◆ **What the task asks**:
Transcribe the listing verbatim. Do not carry over any pictures.

(Data listing)

++++++

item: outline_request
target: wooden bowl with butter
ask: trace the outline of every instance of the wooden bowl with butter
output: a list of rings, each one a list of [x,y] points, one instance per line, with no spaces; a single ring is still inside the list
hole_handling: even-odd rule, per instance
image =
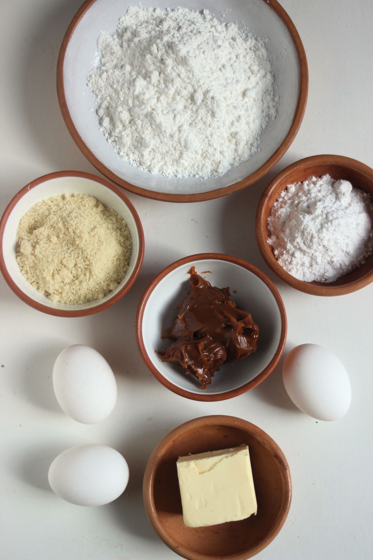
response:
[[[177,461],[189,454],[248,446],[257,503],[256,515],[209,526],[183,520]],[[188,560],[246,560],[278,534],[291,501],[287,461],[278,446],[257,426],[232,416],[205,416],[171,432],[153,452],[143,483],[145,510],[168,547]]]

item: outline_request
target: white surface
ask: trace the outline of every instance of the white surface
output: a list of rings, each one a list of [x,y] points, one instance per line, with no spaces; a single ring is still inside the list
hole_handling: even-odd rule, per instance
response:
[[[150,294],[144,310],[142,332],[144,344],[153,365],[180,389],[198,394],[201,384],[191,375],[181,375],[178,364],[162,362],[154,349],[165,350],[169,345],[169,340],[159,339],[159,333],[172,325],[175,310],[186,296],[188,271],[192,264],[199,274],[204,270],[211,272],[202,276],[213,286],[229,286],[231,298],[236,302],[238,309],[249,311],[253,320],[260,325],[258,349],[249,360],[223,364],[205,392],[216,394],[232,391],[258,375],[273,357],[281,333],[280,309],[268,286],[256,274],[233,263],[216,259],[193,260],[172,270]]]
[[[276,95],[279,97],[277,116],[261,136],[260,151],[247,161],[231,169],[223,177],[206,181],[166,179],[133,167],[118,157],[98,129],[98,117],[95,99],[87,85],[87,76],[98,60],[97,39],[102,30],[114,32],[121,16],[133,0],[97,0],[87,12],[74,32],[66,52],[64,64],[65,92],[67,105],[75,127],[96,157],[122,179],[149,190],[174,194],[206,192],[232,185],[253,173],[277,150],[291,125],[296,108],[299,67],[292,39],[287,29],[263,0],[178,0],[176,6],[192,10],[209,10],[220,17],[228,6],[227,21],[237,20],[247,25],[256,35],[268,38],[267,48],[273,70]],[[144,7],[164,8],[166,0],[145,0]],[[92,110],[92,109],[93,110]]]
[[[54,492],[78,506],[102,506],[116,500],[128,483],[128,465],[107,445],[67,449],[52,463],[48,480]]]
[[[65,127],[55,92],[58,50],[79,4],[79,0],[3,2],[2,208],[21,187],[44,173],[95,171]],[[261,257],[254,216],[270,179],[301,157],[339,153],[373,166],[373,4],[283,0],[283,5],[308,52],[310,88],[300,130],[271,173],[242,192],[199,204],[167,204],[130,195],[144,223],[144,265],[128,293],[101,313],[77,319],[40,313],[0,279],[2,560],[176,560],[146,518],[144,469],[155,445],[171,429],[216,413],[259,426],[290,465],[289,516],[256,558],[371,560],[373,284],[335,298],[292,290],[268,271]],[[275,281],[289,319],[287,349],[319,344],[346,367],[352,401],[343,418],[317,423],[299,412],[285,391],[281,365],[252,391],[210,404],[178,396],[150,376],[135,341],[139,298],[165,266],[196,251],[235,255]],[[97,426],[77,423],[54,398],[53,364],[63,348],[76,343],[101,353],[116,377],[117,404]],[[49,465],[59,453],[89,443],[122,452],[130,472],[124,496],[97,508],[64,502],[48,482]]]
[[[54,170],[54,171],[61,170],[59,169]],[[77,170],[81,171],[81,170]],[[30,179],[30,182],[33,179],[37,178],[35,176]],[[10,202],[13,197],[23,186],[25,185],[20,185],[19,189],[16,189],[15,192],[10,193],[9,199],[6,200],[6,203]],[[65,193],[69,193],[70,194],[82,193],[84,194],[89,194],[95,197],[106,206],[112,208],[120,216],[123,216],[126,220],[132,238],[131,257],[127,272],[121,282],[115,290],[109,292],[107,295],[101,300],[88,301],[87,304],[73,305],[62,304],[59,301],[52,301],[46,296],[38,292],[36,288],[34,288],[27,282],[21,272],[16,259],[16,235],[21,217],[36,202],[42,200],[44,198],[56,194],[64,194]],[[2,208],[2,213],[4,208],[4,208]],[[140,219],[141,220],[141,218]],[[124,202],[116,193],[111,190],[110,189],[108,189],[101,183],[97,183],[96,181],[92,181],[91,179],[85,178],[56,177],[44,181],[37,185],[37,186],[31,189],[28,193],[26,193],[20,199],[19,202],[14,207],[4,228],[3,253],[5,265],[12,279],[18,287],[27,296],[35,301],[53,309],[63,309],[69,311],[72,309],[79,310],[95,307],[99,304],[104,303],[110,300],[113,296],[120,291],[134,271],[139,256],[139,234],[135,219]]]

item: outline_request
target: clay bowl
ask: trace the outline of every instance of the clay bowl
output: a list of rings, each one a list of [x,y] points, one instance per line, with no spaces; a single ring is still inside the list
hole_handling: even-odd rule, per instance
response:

++++++

◆ **Exercise result**:
item: outline_request
target: wooden bowl with butter
ask: trace the outline of every instance of the wooden bowl with butter
output: a list of rings, each one a list of [x,y] points, one instance per line, with no spaces; a single ring is still inside the list
hole_handling: even-odd rule, per instance
image =
response:
[[[177,461],[189,454],[248,446],[257,503],[256,515],[209,526],[183,520]],[[188,560],[246,560],[278,534],[291,501],[287,461],[278,446],[257,426],[232,416],[205,416],[171,432],[153,452],[143,483],[145,510],[168,547]]]

item: outline_request
target: white surface
ask: trace the outline of every instance of the white surface
output: a list of rings, each one a list of [x,y] points, one instance per line, with no spaces; a single ring is still inside the list
hole_handling: even-odd rule, per instance
response:
[[[150,294],[144,310],[142,332],[144,344],[153,365],[180,389],[198,394],[201,384],[191,375],[181,375],[178,364],[162,362],[154,349],[165,350],[169,345],[169,340],[159,339],[159,333],[172,325],[175,310],[186,296],[188,271],[192,264],[199,274],[204,270],[211,272],[202,276],[213,286],[229,286],[231,298],[236,302],[238,309],[249,311],[253,320],[260,325],[258,349],[249,360],[223,364],[205,392],[216,394],[232,391],[258,375],[273,357],[281,333],[280,309],[268,286],[256,274],[233,263],[216,259],[193,260],[172,270]]]
[[[276,95],[279,97],[277,116],[261,136],[260,151],[247,161],[231,169],[223,177],[206,181],[166,179],[133,167],[118,157],[98,129],[98,117],[95,99],[87,85],[87,76],[98,60],[97,39],[102,30],[114,32],[121,16],[133,0],[97,0],[87,12],[74,32],[66,52],[64,64],[65,92],[67,105],[75,127],[96,157],[122,179],[149,190],[174,194],[206,192],[232,185],[253,173],[277,150],[291,125],[296,108],[299,67],[292,39],[287,29],[263,0],[178,0],[176,6],[192,10],[209,10],[220,17],[228,6],[227,21],[237,20],[247,25],[256,35],[268,38],[267,48],[273,70]],[[144,7],[164,8],[166,0],[145,0]],[[92,110],[92,109],[93,110]]]
[[[54,492],[78,506],[102,506],[116,500],[128,483],[128,465],[107,445],[67,449],[52,463],[48,480]]]
[[[65,127],[55,92],[58,50],[79,4],[79,0],[3,2],[2,208],[21,187],[44,173],[95,171]],[[261,257],[254,216],[270,179],[301,157],[339,153],[373,166],[373,4],[283,0],[283,5],[308,52],[310,88],[300,130],[271,173],[242,192],[199,204],[167,204],[130,195],[144,223],[144,265],[128,293],[101,313],[77,319],[40,313],[0,279],[2,560],[176,560],[146,518],[144,469],[155,445],[171,429],[216,413],[259,426],[290,465],[289,516],[256,558],[371,560],[373,284],[335,298],[292,290],[268,271]],[[275,281],[289,319],[287,349],[319,344],[346,367],[352,401],[343,418],[317,423],[299,412],[285,391],[281,365],[252,391],[210,404],[178,396],[150,376],[135,341],[139,298],[165,266],[196,251],[235,255]],[[97,426],[77,423],[54,398],[53,364],[63,348],[76,343],[101,353],[116,377],[117,404]],[[49,465],[59,453],[89,443],[122,452],[130,472],[124,496],[97,508],[64,502],[48,482]]]
[[[54,170],[54,171],[61,170],[59,169]],[[77,170],[81,171],[81,170]],[[30,179],[30,182],[33,179],[37,178],[35,176]],[[10,202],[13,197],[23,186],[25,185],[20,185],[19,189],[16,189],[15,192],[10,193],[9,199],[6,200],[6,203]],[[65,193],[69,193],[70,194],[82,193],[84,194],[89,194],[95,197],[106,206],[112,208],[120,216],[123,216],[126,220],[132,238],[131,257],[127,272],[121,282],[115,290],[109,292],[107,295],[101,300],[88,301],[87,304],[73,305],[62,304],[59,301],[52,301],[46,296],[38,292],[36,288],[34,288],[27,282],[21,272],[16,259],[16,235],[21,217],[36,202],[42,200],[44,198],[56,194],[64,194]],[[2,208],[2,213],[4,208],[4,208]],[[140,219],[141,220],[141,218]],[[124,202],[116,193],[111,190],[110,189],[108,189],[101,183],[97,183],[96,181],[92,181],[91,179],[85,178],[56,177],[44,181],[37,185],[37,186],[31,189],[28,193],[26,193],[20,199],[19,202],[14,207],[4,228],[3,253],[5,265],[12,279],[18,287],[27,296],[35,301],[53,309],[63,309],[69,311],[72,309],[79,310],[95,307],[99,304],[104,303],[110,300],[113,296],[120,291],[134,271],[139,256],[139,234],[135,219]]]

item: outline_request
target: clay bowl
ask: trace the outline of every instance of the clay bowl
output: a list of rings, each one a list of [x,y] points, one instance per line, with no spaces; a single ring is still inside the list
hole_handling: even-odd rule, per instance
response:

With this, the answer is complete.